> _What you need to do_: State how many lines of the records below contain the string "Target", matching case exactly, and reply with that number alone.

begin

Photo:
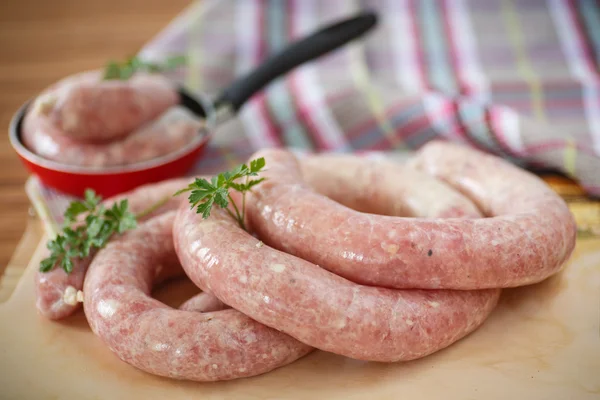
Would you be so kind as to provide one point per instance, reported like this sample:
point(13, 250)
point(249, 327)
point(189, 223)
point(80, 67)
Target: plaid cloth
point(519, 79)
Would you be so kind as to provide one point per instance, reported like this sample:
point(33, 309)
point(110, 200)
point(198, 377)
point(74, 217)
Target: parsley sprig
point(205, 194)
point(80, 236)
point(79, 239)
point(125, 70)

end

> _Solution to this exercise_: 2